§ **EXERCISE REQUIREMENTS**: Produce an exact copy of the data below.
Segment Start: DATASET ENTRIES
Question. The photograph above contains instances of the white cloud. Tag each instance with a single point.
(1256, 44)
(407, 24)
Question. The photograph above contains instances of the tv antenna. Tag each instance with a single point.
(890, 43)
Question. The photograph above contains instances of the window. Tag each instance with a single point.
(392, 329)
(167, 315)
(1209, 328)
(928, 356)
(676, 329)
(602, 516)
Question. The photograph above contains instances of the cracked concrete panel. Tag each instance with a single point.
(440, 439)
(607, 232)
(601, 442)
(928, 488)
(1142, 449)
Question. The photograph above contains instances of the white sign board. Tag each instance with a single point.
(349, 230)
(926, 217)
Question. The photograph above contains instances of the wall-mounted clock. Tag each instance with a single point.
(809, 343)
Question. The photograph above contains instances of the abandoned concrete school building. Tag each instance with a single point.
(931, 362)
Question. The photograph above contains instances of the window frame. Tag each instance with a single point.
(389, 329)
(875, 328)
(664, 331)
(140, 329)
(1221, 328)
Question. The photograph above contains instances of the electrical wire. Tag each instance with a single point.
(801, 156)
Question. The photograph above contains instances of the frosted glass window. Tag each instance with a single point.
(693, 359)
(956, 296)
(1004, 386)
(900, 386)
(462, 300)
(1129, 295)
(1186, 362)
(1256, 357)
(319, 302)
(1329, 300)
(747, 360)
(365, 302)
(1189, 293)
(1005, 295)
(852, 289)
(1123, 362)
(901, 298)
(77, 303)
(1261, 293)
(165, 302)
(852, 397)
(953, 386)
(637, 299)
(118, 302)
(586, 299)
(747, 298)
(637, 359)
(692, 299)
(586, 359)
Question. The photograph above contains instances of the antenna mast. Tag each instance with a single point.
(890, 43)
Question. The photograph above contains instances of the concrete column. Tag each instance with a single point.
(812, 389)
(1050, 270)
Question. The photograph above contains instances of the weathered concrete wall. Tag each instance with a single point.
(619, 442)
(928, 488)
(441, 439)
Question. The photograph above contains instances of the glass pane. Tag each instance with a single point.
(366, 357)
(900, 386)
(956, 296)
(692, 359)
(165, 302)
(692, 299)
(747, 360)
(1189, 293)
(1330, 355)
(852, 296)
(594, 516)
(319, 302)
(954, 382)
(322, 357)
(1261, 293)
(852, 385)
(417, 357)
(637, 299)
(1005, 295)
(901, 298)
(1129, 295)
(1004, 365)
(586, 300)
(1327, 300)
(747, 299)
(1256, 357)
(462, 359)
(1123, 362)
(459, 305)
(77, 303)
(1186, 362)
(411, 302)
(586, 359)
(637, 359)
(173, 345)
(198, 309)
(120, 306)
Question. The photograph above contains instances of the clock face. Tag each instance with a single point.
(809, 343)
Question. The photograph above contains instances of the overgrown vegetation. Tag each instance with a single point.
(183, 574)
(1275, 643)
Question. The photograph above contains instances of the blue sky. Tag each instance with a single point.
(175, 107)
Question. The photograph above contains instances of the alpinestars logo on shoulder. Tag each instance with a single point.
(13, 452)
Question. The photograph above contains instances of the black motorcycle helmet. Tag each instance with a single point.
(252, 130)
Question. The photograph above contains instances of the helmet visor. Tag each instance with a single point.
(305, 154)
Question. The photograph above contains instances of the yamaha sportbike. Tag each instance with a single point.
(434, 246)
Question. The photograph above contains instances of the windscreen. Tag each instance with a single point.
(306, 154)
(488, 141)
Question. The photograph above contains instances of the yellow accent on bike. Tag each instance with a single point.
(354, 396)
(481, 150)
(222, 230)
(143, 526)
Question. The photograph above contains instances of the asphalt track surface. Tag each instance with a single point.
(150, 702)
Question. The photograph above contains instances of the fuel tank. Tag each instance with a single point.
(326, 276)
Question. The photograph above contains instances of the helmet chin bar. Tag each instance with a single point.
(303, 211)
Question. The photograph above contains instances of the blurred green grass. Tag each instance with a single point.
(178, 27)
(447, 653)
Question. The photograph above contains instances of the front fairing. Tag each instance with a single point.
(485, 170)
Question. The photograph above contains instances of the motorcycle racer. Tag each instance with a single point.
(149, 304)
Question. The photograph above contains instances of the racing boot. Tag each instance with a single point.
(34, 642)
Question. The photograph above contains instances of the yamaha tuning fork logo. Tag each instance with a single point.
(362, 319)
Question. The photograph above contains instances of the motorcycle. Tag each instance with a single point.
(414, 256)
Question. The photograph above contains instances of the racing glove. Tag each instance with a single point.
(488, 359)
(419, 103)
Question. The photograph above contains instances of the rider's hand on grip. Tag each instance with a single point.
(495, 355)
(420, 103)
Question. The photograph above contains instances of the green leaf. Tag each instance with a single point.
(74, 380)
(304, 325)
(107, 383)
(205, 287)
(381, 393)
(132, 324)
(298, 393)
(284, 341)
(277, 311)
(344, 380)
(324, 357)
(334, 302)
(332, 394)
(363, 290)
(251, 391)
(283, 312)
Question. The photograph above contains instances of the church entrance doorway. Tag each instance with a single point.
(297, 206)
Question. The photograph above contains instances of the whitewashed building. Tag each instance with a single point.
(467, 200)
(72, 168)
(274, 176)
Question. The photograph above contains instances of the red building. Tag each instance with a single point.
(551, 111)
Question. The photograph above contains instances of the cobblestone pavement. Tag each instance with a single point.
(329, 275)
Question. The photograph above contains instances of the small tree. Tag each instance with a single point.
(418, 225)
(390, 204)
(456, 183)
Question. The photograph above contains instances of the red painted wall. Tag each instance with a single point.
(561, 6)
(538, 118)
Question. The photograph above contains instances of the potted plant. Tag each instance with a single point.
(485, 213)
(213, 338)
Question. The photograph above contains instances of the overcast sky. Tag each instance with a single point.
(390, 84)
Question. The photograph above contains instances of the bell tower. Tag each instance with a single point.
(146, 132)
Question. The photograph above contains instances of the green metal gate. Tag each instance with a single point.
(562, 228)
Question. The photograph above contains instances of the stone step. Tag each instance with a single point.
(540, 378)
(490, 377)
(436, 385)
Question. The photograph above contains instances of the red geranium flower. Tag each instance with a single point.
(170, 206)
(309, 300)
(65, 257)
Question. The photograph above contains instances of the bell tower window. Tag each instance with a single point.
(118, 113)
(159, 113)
Segment End: DATASET ENTRIES
§ **SOLVED PROBLEM**:
Question. The photograph above contains instances of the white cloud. Tag each instance with a single point.
(1256, 44)
(407, 24)
Question. The photograph above contains instances of the tv antenna. Tag each instance with a single point.
(890, 43)
Question. The photograph above contains instances of the window. Tag each instance with a single point.
(392, 329)
(167, 315)
(1209, 328)
(928, 356)
(676, 329)
(602, 516)
Question. The photograph above contains instances of the cracked concrete panel. Tag each instance with a single point.
(440, 439)
(607, 232)
(601, 442)
(928, 488)
(1142, 449)
Question. The photograph above contains instances of the white sign board. Tag each instance with a single point.
(349, 230)
(926, 217)
Question. The photograph above contains instances of the wall-mounted clock. Tag each instance with a single point.
(809, 343)
Question. The photograph above contains instances of the abandoned concrete school building. Tag each instance with a single point.
(931, 362)
Question. The photograph above contains instances of the window frame. Tag each instance with a single point.
(389, 329)
(875, 328)
(664, 331)
(140, 329)
(1221, 328)
Question. The photograph above contains instances of the electrical wire. Tag each instance with a single point.
(801, 156)
Question. The photograph above contains instances of the frosted glass window. Tag each instance with a single point.
(693, 359)
(956, 296)
(1004, 386)
(900, 386)
(462, 300)
(1129, 295)
(1186, 362)
(1256, 357)
(319, 302)
(1329, 300)
(747, 360)
(365, 302)
(1189, 293)
(1005, 295)
(852, 289)
(1123, 362)
(901, 298)
(77, 303)
(1261, 293)
(165, 302)
(852, 397)
(953, 386)
(637, 299)
(118, 302)
(586, 299)
(747, 298)
(637, 359)
(692, 299)
(586, 359)
Question. The photograph above contains instances of the antenna mast. Tag each instance with a single point.
(890, 43)
Question. The photograph above contains instances of the concrete column. Tag each instance with a single point.
(812, 389)
(1050, 270)
Question. The photograph above contains instances of the weathered concrete wall. Tag each instance with a single point.
(619, 442)
(928, 488)
(441, 439)
Question. The photograph above contains instances of the glass pane. Tag each instance with a single point.
(366, 357)
(900, 386)
(956, 296)
(692, 359)
(165, 302)
(692, 299)
(747, 360)
(1189, 293)
(1330, 355)
(852, 296)
(594, 516)
(319, 302)
(954, 382)
(322, 357)
(1261, 293)
(852, 385)
(417, 357)
(637, 299)
(1005, 295)
(901, 298)
(1129, 295)
(1004, 365)
(586, 300)
(1327, 300)
(747, 299)
(1256, 357)
(462, 359)
(1123, 362)
(459, 305)
(77, 303)
(1186, 362)
(411, 302)
(586, 359)
(637, 359)
(173, 345)
(198, 309)
(120, 306)
Question. The photograph above contains instances of the clock face. Tag each instance with a single point.
(809, 343)
Question. The photograph above contains instances of the overgrown vegetation. Tag each instance with a single point.
(183, 574)
(1275, 643)
Question. The photograph above contains instances of the blue sky. Tag each instance with a single point.
(175, 107)
Question. The photograph above contains instances of the alpinestars logo on shoulder. Tag each instance with a single point.
(13, 452)
Question. The photograph above contains instances of the black motorcycle helmet. Tag each instance with a single point.
(252, 130)
Question. The photograph above contains instances of the helmet visor. Tag each instance with a single point.
(305, 154)
Question. The photograph above contains instances of the yamaha sportbike. Tag each instance with a single point.
(434, 246)
Question. The photograph above contains instances of the windscreen. Tag each instance with a single point.
(306, 154)
(488, 141)
Question. The photograph above contains instances of the yellow accent on bike. Tag each instance with a single point.
(354, 396)
(481, 150)
(222, 230)
(143, 526)
Question. The photograph above contains instances of the asphalt track surface. Tag each instance with a single point.
(150, 702)
Question. The photograph above contains instances of the fuel tank. Tag each instance with a single point.
(326, 276)
Question. The photograph above contains instances of the helmet chin bar. Tag each instance with a single point.
(303, 211)
Question. The photograph above contains instances of the blurred green grass. Tag each instance with a single point.
(178, 27)
(447, 653)
Question. The photograph above contains instances of the front fairing. Tag each instance with a single point.
(485, 170)
Question. The photograph above contains instances of the motorcycle racer. Tag each instance with a single point.
(149, 304)
Question. The photograph above contains instances of the racing boot. Tag each instance with a single point.
(34, 642)
Question. The photograph above contains instances of the yamaha tuning fork logo. Tag each instance with a single point.
(362, 319)
Question. The photograph above contains instances of the motorcycle. Tag each instance with a single point.
(414, 256)
Question. The photograph above contains instances of the racing glove. Tag each instance with a single point.
(488, 359)
(419, 103)
Question. The photograph above contains instances of the rider's hand on grip. Tag each instance with a single point.
(495, 355)
(420, 103)
Question. The photograph above contains instances of the green leaf. Tag each instance with a single point.
(74, 380)
(304, 325)
(107, 383)
(205, 287)
(381, 393)
(132, 324)
(298, 393)
(284, 341)
(277, 311)
(344, 380)
(324, 357)
(334, 302)
(332, 394)
(363, 290)
(251, 391)
(283, 312)
Question. The photograph above contains instances of the church entrance doorway. Tag each instance with a single point.
(297, 206)
Question. The photograph above contains instances of the whitewashed building. Tag each instance with a single point.
(467, 200)
(72, 168)
(274, 176)
Question. The photograph above contains instances of the red building. Tag each instance with a single point.
(551, 111)
Question. The photograph above contains instances of the cobblestone pavement. Tag each instance with a single point.
(329, 275)
Question. The photograph above contains instances of the small tree. Tag each instance with a single point.
(418, 225)
(390, 204)
(456, 183)
Question. The photograph above contains instances of the red painted wall. Tag each instance with a single point.
(561, 6)
(538, 118)
Question. The photograph above contains instances of the potted plant. Tag each instance with a single point.
(485, 213)
(213, 338)
Question. The photograph above contains instances of the overcast sky. Tag each instance with a single point.
(390, 84)
Question. The photograph above contains instances of the bell tower. Tag each instance with a single point.
(146, 132)
Question. The photograph above contains instances of the green metal gate. Tag each instance with a single point.
(562, 228)
Question. The photograph above contains instances of the stone step. Tag each instance with a single point.
(540, 378)
(490, 377)
(436, 385)
Question. The photograph above contains instances of the red geranium flower. Tag each instance with a single point.
(170, 206)
(309, 300)
(65, 257)
Question. The photograph above contains instances of the bell tower window. Tag each instance with a single point.
(118, 113)
(159, 113)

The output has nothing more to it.